Segment Open
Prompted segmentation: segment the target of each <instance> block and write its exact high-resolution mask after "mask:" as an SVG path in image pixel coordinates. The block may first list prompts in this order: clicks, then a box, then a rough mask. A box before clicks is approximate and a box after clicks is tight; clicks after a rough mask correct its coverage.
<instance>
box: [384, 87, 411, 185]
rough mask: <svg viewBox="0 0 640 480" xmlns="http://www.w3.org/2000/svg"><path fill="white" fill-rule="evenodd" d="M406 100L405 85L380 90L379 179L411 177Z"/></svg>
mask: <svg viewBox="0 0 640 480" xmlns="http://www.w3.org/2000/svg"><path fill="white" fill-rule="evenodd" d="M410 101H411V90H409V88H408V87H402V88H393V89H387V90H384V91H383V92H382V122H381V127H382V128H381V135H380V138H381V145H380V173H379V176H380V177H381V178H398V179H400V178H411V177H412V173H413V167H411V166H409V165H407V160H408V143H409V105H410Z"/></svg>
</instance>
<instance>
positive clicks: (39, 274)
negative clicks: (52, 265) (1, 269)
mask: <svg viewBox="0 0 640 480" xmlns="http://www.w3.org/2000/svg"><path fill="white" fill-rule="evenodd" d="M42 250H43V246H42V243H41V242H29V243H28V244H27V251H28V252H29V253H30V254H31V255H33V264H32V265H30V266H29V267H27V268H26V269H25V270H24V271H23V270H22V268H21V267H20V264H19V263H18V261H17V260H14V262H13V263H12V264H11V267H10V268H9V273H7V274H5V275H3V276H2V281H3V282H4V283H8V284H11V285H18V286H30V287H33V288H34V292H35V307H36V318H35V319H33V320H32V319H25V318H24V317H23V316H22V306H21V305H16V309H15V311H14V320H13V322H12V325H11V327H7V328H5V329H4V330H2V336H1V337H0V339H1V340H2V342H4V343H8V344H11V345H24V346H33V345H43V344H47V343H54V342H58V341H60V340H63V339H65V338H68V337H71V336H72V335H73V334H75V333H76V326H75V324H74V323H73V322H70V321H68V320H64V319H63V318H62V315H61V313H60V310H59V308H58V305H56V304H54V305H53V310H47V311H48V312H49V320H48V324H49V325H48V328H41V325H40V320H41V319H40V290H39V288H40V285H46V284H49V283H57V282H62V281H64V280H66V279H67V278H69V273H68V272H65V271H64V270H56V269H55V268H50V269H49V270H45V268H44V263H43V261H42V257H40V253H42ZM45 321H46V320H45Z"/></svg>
Segment Closed
How to complete this task.
Exact repetition of every entry in the data is required.

Output of the task.
Prompted segmentation: segment the target of each <instance> block and write its exact high-resolution mask after "mask:" as an SVG path in image pixel coordinates. The block may first list prompts in this order: clicks, then a box, then a rough mask. A box before clicks is approximate and a box after clicks is tight; clicks after a rough mask correct its coverage.
<instance>
box: [384, 87, 411, 185]
rough mask: <svg viewBox="0 0 640 480" xmlns="http://www.w3.org/2000/svg"><path fill="white" fill-rule="evenodd" d="M406 100L405 85L380 90L379 179L411 177Z"/></svg>
mask: <svg viewBox="0 0 640 480" xmlns="http://www.w3.org/2000/svg"><path fill="white" fill-rule="evenodd" d="M410 101H411V90H409V88H408V87H402V88H393V89H387V90H384V91H383V92H382V122H381V127H382V128H381V135H380V138H381V145H380V173H379V176H380V177H381V178H398V179H400V178H411V177H412V173H413V167H411V166H409V165H407V160H408V143H409V105H410Z"/></svg>
</instance>
<instance>
positive clicks: (39, 274)
negative clicks: (52, 265) (1, 269)
mask: <svg viewBox="0 0 640 480" xmlns="http://www.w3.org/2000/svg"><path fill="white" fill-rule="evenodd" d="M42 250H43V246H42V243H41V242H29V243H28V244H27V251H28V252H29V253H30V254H31V255H33V264H32V265H30V266H29V267H27V268H26V269H25V270H24V271H23V270H22V268H21V267H20V264H19V263H18V261H17V260H14V262H13V263H12V264H11V267H10V268H9V273H7V274H5V275H3V276H2V281H3V282H4V283H8V284H11V285H18V286H30V287H33V288H34V292H35V307H36V318H35V319H33V320H32V319H25V318H24V317H23V316H22V306H21V305H16V309H15V311H14V320H13V322H12V325H11V327H7V328H5V329H4V330H2V336H1V337H0V339H1V340H2V342H4V343H8V344H11V345H24V346H33V345H43V344H47V343H54V342H58V341H60V340H63V339H65V338H68V337H71V336H72V335H73V334H75V333H76V326H75V324H74V323H73V322H70V321H68V320H64V319H63V318H62V315H61V313H60V310H59V308H58V305H56V304H54V305H53V310H47V311H48V312H49V320H48V324H49V325H48V328H41V325H40V320H41V319H40V290H39V288H40V285H46V284H49V283H57V282H62V281H64V280H66V279H67V278H69V273H68V272H65V271H64V270H56V269H55V268H50V269H49V270H45V268H44V263H43V261H42V257H40V253H42ZM45 321H46V320H45Z"/></svg>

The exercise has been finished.